依頼内容.
キャリアブレイクについての文章から、「自分の場合は、初期の傾向として、」で始まり「より、ありたい自分に近づいていく、というプロセスを取りがちだなと感じました。」で終わる部分を、一字一句変えずに書き写すこと。

原文抜粋.
そのプロセスを拝見していると、まるまんま自分のことを描かれているのではないかと、笑ってしまいます(笑)
自分自身のキャリアを改めて振り返ってみると、大きなキャリアブレイクが2回あるなと思いました
・最初が、M&Aコンサルを卒業しようかと思い始め、研究の世界(修士)に戻り、仕事としてもフリーランスになってからの期間
・2回目が、勤めていた大学を辞めようかと思い始め、再度、大学院(博士)にチャレンジしようと思ってからの期間(道半ば[ 沼沼 苦笑])
です。
自分の場合は、初期の傾向として、
社会や他者への評価への捉われ
ありたい自分と実際の自分の乖離
精神的な不調
が顕著にあり、
自己のルーツ探求や
他者との協働による自己棚卸
を経る中で、徐々に、
ありたい自分の概要認知
が進み、
多用な人々との人脈形成を通じて
より、ありたい自分に近づいていく、というプロセスを取りがちだなと感じました。

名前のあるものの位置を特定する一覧

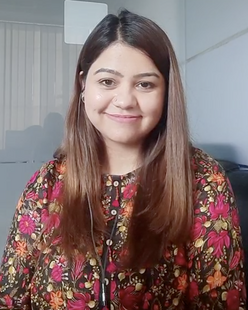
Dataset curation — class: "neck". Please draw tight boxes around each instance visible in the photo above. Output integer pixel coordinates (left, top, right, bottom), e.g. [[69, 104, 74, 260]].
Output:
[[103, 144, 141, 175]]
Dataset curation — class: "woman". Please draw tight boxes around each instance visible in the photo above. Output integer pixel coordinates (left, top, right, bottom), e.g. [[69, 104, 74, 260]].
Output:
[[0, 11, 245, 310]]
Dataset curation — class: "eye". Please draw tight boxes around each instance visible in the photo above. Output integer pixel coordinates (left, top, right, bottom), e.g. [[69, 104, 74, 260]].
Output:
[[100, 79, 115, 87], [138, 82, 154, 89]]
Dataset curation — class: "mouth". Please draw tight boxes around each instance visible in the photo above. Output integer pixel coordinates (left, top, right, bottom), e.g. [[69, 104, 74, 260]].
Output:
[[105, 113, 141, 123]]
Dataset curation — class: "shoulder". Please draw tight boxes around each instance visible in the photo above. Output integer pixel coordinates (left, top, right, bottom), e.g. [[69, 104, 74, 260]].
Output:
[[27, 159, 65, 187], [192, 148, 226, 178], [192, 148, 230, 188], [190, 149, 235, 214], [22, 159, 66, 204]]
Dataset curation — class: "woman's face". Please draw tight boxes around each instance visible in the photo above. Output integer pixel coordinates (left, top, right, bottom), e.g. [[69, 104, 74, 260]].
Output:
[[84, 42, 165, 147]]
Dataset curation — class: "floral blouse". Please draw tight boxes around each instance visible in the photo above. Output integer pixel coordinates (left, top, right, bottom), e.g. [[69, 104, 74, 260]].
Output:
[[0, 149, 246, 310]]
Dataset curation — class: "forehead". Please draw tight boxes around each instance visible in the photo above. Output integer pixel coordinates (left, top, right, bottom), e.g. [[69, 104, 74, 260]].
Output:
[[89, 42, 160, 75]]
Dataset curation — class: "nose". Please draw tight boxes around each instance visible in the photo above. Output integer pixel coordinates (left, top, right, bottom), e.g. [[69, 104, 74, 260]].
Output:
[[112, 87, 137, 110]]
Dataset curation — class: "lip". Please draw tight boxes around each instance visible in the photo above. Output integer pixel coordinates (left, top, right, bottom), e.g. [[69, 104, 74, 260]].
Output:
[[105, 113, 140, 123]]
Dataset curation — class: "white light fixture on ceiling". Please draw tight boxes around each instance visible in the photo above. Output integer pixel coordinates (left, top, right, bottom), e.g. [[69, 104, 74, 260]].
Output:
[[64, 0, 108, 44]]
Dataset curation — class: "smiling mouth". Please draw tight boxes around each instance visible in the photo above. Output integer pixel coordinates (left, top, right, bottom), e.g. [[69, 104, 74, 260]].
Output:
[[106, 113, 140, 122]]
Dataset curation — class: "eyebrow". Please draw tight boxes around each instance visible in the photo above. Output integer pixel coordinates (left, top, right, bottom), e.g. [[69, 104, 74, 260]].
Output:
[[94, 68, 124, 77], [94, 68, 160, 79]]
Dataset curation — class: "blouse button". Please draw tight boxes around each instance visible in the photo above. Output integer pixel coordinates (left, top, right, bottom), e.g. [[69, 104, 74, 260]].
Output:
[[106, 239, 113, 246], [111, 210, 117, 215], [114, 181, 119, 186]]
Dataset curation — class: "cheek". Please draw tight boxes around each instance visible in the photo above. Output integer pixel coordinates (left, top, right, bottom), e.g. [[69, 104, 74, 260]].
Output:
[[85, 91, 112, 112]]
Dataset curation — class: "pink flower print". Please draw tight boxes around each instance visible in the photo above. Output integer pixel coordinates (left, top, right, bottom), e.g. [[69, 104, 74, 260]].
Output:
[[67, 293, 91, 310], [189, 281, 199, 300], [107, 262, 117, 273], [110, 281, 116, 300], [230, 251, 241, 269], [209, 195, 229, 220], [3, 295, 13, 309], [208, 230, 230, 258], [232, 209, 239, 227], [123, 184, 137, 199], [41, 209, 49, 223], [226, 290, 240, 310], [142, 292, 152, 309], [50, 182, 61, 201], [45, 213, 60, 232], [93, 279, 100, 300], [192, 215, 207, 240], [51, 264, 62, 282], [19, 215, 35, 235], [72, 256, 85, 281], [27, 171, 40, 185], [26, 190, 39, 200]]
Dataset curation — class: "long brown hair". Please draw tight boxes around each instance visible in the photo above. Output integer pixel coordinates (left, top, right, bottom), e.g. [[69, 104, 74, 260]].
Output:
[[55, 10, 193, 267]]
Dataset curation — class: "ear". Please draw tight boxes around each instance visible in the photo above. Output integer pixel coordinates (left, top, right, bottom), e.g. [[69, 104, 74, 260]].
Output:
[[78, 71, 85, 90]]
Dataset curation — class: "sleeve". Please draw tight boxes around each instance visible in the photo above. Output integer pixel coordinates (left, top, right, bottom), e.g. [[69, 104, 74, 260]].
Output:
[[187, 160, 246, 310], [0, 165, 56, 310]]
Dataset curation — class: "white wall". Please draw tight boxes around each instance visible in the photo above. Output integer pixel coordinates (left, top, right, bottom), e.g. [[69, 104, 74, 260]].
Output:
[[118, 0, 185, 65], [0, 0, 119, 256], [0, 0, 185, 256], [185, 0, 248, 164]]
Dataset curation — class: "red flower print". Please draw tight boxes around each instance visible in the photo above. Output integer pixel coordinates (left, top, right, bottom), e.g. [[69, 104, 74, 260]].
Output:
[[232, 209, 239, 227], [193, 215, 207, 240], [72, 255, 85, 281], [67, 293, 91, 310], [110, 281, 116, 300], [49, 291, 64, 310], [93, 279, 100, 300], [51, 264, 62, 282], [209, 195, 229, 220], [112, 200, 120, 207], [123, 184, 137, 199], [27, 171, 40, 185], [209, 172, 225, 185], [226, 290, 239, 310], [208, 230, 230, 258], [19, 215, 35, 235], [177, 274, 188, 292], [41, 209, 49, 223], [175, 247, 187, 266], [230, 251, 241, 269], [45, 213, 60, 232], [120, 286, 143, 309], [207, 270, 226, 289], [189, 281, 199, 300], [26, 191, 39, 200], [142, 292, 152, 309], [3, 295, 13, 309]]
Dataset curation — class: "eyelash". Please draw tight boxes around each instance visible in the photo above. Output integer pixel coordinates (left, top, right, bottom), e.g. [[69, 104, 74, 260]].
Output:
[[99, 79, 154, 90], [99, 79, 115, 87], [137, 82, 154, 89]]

回答全文.
自分の場合は、初期の傾向として、
社会や他者への評価への捉われ
ありたい自分と実際の自分の乖離
精神的な不調
が顕著にあり、
自己のルーツ探求や
他者との協働による自己棚卸
を経る中で、徐々に、
ありたい自分の概要認知
が進み、
多用な人々との人脈形成を通じて
より、ありたい自分に近づいていく、というプロセスを取りがちだなと感じました。